— Start —

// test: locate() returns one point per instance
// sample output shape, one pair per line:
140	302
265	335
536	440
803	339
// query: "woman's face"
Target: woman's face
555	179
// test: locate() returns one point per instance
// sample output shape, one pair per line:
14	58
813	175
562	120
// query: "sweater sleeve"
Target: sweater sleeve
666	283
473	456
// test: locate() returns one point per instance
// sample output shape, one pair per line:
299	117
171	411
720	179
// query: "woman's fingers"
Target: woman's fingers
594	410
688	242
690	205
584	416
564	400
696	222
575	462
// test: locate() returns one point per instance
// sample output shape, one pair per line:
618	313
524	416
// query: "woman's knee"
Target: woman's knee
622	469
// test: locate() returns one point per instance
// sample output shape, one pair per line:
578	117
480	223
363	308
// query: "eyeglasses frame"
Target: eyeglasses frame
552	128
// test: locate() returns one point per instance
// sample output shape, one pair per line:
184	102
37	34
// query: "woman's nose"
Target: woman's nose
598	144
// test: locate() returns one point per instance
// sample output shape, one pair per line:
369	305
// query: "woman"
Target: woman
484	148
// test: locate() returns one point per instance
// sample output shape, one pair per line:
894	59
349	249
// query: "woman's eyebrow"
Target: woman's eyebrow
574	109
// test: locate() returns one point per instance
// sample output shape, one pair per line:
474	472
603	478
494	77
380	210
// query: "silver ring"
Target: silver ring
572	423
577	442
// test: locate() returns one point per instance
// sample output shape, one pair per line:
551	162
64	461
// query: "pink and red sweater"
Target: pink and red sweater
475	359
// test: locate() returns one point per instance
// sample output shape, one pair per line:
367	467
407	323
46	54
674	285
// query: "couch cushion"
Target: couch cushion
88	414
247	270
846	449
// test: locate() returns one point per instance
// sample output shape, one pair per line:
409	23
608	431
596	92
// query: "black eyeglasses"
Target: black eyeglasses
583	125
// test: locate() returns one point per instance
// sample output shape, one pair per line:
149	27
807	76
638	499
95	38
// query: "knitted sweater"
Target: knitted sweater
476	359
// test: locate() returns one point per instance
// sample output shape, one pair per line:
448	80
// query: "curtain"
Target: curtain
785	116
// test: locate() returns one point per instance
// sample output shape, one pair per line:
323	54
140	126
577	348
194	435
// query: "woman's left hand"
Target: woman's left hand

— End —

**TASK STATEMENT:**
Return all of the data exactly as it reads.

**ANSWER FOR THE TASK:**
// test: locate() returns one point per instance
// sample output shape, one pair per line:
140	302
265	335
536	440
803	339
// query: "woman's face"
Target: woman's face
555	179
// test: locate() returns one point per instance
// sample output shape, one pair per line:
14	58
813	175
562	120
// query: "sweater sleeve"
Target: sweater sleeve
666	283
473	456
// test: locate() returns one point per instance
// sample output shape, one pair per line:
299	117
171	411
720	179
// query: "woman's fingers"
Target: woman's fingers
594	410
688	242
690	205
584	416
564	400
696	222
575	462
// test: locate() returns one point per instance
// sample output shape, one pair per line:
618	313
524	416
// query: "woman's knee"
Target: woman's knee
622	469
// test: locate() returns one point per instance
// sample output shape, one pair per line:
578	117
480	223
363	308
// query: "eyeglasses frame"
Target: eyeglasses frame
552	128
// test: locate() returns one point per instance
// sample output shape, one pair per line:
184	102
37	34
// query: "woman's nose"
Target: woman's nose
598	144
// test: locate() returns one point per instance
// sample output shape, one pair per line:
369	305
// query: "woman"
Target: woman
484	148
// test: locate() returns one point per instance
// sample output shape, one pair per line:
894	59
349	249
// query: "woman's eyebrow"
Target: woman's eyebrow
574	109
// test: locate() returns one point per instance
// sample output shape, one pair per line:
474	472
603	478
494	77
380	210
// query: "silver ring"
Target: silver ring
572	423
577	442
// test: locate() returns one point per instance
// sample output shape, one pair per line:
551	162
64	461
// query: "pink and red sweater"
Target: pink and red sweater
475	359
// test: locate() returns one point per instance
// sample output shape, one pair per line:
367	467
407	323
46	54
674	285
// query: "couch cushion"
Target: couch cushion
88	414
247	270
846	449
// test: locate() returns one point per instance
// sample output shape, one pair per line:
409	23
608	431
596	92
// query: "black eyeglasses"
Target: black eyeglasses
583	125
// test: locate() returns one point per instance
// sample output shape, one pair per line:
149	27
807	76
638	499
95	38
// query: "knitted sweater"
Target: knitted sweater
476	359
// test: locate() returns one point per instance
// sample output shape, one pair per line:
448	80
// query: "curtain"
Target: curtain
785	116
// test: locate() returns one point per instance
// sample output shape, one pair per line:
323	54
140	126
577	348
194	435
// query: "woman's left hand"
Target: woman's left hand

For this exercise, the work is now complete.